- **Task statement**
I need each line of the entries below that includes the string "hair".

(Stored records)
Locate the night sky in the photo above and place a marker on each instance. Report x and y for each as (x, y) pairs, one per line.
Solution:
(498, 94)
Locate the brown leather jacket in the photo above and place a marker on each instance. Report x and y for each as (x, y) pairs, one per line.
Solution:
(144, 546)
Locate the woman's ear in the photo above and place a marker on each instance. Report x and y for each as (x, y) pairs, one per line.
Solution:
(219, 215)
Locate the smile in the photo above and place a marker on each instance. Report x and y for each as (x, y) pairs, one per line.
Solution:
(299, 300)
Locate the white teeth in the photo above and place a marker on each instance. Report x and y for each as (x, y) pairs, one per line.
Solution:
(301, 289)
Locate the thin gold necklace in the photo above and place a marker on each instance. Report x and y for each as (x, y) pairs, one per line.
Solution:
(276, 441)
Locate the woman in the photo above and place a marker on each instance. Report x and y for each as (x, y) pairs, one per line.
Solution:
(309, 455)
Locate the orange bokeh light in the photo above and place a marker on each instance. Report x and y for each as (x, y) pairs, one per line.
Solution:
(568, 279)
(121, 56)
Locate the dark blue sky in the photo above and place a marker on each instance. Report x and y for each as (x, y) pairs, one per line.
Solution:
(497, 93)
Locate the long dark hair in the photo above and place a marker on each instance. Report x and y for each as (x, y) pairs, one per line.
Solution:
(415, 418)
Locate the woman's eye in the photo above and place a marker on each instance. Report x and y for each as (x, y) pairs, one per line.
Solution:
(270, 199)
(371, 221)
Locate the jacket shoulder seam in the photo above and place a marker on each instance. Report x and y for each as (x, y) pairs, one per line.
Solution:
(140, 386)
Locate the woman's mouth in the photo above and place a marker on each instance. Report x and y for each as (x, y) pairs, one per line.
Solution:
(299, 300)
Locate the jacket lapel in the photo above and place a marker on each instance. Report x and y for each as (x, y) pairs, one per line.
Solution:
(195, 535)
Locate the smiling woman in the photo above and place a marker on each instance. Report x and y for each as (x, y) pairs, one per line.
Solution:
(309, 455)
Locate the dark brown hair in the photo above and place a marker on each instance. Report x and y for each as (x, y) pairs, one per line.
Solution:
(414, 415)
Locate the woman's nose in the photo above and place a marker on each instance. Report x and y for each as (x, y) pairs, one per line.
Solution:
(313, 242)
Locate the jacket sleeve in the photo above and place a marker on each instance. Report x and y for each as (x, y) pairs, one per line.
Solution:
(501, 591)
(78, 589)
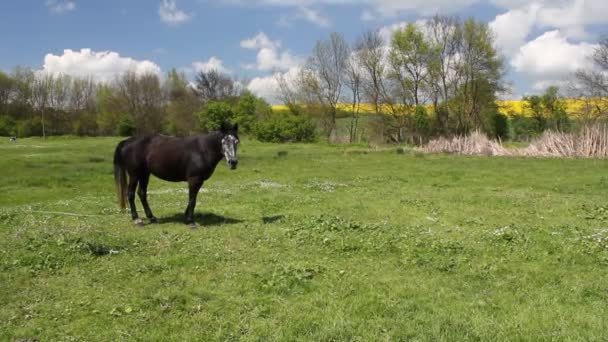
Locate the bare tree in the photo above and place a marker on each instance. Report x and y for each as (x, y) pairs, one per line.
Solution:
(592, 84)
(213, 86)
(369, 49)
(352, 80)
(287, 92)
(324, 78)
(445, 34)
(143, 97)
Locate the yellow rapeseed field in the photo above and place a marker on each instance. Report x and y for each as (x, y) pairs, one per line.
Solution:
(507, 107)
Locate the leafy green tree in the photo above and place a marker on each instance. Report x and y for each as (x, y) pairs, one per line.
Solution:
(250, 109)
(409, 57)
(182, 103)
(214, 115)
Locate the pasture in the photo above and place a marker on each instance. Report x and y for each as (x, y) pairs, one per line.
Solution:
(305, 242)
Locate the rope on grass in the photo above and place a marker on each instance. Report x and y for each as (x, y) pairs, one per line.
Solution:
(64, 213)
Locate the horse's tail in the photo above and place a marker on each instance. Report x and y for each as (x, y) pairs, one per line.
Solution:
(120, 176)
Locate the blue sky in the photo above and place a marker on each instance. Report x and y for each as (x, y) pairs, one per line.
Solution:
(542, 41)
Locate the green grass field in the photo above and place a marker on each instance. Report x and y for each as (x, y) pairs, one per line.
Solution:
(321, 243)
...
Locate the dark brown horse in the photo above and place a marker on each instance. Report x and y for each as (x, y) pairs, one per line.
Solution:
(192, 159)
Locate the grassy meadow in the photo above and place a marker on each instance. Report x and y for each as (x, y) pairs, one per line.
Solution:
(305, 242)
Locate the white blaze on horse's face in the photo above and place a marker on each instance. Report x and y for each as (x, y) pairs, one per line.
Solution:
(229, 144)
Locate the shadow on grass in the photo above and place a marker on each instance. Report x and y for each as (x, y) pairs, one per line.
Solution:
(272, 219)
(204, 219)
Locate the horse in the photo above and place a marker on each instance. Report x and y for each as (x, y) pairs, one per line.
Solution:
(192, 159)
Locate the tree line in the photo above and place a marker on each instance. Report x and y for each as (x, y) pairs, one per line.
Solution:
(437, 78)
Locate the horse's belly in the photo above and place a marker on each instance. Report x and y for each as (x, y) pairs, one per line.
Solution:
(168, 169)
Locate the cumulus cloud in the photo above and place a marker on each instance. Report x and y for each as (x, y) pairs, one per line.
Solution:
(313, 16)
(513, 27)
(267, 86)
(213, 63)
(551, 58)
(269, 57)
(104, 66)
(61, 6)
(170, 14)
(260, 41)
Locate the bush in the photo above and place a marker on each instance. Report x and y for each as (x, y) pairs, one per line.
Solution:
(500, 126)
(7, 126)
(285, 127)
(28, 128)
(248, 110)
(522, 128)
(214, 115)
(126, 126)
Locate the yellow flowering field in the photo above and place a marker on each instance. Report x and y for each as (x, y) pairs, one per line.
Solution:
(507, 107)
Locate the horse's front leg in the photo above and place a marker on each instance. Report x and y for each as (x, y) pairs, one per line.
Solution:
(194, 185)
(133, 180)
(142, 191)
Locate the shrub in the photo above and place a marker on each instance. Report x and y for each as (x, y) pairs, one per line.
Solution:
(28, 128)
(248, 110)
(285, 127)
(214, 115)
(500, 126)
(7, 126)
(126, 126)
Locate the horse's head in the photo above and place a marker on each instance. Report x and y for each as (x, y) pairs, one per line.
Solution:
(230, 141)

- **Task response**
Locate the long dark hair in the photo above and place a marker on each instance. Report x and y for each as (x, y) pairs, one per line.
Locate the dark brown hair in the photo above and place a marker on each instance. Report x and y for each as (x, y) pairs, one per line.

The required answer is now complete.